**WHAT YOU WILL DO**:
Please pull out the passage of the text on police requests for cellphone data from "A cell phone" up to and including "made last year.", copying it word for word.

A cell phone is more than just a handy way to make calls. The data it stores has personal information about who you call. Because calls go through the nearest cell tower, it provides accurate location tracking as well.
Given the amount of information stored by cell carriers it's no surprise that all levels of law enforcement are making more requests for cellphone data.
What is shocking is the number of requests that were made last year.
During 2011, cell phone carriers responded to 1.3 million requests by law enforcement for cellphone data, according to The New York Times.
The number of actual individuals affected could be much larger since requests can look for information from multiple subscribers.
Cell phone carriers provided the information in response to a public accounting by Rep. Edward Markey, a Massachusetts Democrat.
Federal law on location data requests is unclear so it's difficult for carriers to know how to respond. Carriers often require a subpoena, warrant, or court order when turning over subscriber information.
In the case of emergencies there may not be time to follow formal requirements. Then carriers have to make a judgment call on the request's legitimacy. Without a clear legal definition of what "emergency", carriers can't tell what is actually meant by an "emergency" request. Does it mean a kidnapping or a tight interoffice deadline?
The Supreme Court has weighed in on the issue of location tracking, requiring law enforcement to get a warrant before using a GPS tracker on a man's car. But that doesn't give clear guidance about how the law should deal with cellphone data which can carry a lot of personal information.

**DATA SUPPLIED**:
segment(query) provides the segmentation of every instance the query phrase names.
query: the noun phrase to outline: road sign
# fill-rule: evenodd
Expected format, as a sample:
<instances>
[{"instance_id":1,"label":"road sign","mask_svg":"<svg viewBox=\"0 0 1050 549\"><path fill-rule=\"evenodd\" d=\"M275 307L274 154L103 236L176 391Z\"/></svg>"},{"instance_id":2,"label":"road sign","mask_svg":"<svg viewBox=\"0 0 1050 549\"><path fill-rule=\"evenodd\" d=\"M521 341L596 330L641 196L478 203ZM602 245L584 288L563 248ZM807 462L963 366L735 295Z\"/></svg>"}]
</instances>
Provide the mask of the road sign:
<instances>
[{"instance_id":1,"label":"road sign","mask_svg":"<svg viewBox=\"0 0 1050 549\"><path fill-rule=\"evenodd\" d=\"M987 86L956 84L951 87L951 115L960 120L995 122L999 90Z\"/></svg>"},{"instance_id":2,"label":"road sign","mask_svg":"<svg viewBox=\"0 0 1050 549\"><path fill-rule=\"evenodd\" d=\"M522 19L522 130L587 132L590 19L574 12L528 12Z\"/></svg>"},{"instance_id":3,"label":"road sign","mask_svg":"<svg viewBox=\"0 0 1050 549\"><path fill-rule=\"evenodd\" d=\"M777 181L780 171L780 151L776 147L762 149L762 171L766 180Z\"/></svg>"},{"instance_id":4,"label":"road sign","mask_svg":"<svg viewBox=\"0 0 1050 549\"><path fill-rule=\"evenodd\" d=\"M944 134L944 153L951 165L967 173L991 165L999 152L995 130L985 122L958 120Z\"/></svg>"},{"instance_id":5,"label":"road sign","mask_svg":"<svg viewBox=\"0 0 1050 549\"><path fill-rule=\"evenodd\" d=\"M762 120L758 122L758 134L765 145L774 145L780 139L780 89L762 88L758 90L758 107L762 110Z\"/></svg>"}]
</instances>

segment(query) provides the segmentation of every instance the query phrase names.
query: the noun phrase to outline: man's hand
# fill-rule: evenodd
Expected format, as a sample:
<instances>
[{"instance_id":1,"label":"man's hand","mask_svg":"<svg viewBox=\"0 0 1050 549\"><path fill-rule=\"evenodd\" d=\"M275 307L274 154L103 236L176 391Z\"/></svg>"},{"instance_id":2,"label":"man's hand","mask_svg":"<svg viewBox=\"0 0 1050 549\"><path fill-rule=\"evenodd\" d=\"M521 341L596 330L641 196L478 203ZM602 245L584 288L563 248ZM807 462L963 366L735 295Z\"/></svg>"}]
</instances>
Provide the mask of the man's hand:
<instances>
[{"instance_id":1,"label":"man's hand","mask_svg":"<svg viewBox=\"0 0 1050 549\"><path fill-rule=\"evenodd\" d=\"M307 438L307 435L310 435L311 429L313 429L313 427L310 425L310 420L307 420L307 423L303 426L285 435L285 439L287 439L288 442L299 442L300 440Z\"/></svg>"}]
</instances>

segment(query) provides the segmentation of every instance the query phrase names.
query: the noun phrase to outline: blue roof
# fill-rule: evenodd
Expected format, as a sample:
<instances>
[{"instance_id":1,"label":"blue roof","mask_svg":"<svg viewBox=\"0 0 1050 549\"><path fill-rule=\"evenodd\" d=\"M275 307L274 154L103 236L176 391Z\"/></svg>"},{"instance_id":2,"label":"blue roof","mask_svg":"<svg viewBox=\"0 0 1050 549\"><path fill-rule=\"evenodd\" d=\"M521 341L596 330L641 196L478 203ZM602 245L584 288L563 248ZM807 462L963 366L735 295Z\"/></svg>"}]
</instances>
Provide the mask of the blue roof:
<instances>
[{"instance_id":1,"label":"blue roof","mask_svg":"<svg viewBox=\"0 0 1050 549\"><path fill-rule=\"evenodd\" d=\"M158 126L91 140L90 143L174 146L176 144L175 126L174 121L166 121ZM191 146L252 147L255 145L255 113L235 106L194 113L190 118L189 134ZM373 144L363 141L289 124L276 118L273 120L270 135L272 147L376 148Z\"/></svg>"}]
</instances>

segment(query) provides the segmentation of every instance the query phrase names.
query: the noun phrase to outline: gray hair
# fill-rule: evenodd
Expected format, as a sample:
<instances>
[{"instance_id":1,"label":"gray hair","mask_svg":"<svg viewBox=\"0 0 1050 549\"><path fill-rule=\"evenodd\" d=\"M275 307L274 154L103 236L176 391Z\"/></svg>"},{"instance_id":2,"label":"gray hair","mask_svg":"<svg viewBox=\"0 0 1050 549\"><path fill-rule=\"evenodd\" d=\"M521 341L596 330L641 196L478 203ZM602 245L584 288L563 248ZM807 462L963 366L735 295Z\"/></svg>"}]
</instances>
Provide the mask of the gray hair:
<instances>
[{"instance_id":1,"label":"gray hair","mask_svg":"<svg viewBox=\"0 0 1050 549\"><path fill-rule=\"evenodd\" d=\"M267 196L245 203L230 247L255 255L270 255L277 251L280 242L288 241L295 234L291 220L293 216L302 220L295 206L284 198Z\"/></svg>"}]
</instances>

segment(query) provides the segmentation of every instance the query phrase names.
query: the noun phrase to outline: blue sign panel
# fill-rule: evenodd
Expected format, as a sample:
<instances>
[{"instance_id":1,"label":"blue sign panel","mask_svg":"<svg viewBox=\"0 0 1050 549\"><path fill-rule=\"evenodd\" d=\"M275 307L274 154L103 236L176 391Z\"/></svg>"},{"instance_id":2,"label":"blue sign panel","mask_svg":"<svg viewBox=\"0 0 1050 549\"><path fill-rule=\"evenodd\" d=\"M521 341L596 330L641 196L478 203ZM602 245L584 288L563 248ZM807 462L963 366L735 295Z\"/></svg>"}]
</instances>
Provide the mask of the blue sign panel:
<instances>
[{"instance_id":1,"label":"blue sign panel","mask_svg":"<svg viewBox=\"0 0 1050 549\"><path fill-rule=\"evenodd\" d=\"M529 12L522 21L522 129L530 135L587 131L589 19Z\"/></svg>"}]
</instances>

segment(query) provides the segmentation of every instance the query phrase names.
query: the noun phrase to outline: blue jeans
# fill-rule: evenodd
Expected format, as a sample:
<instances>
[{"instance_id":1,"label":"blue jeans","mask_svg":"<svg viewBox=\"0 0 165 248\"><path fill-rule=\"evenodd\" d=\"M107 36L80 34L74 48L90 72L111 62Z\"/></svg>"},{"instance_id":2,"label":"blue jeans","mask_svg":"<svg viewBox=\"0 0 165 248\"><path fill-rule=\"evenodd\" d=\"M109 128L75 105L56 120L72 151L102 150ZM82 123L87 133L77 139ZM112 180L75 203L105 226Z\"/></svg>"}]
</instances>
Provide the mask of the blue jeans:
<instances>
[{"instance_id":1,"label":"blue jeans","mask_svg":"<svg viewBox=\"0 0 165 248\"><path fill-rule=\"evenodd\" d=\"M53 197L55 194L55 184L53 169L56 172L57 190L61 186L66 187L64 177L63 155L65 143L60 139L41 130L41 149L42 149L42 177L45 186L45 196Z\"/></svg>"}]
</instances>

**EXERCISE OUTPUT**:
A cell phone is more than just a handy way to make calls. The data it stores has personal information about who you call. Because calls go through the nearest cell tower, it provides accurate location tracking as well.
Given the amount of information stored by cell carriers it's no surprise that all levels of law enforcement are making more requests for cellphone data.
What is shocking is the number of requests that were made last year.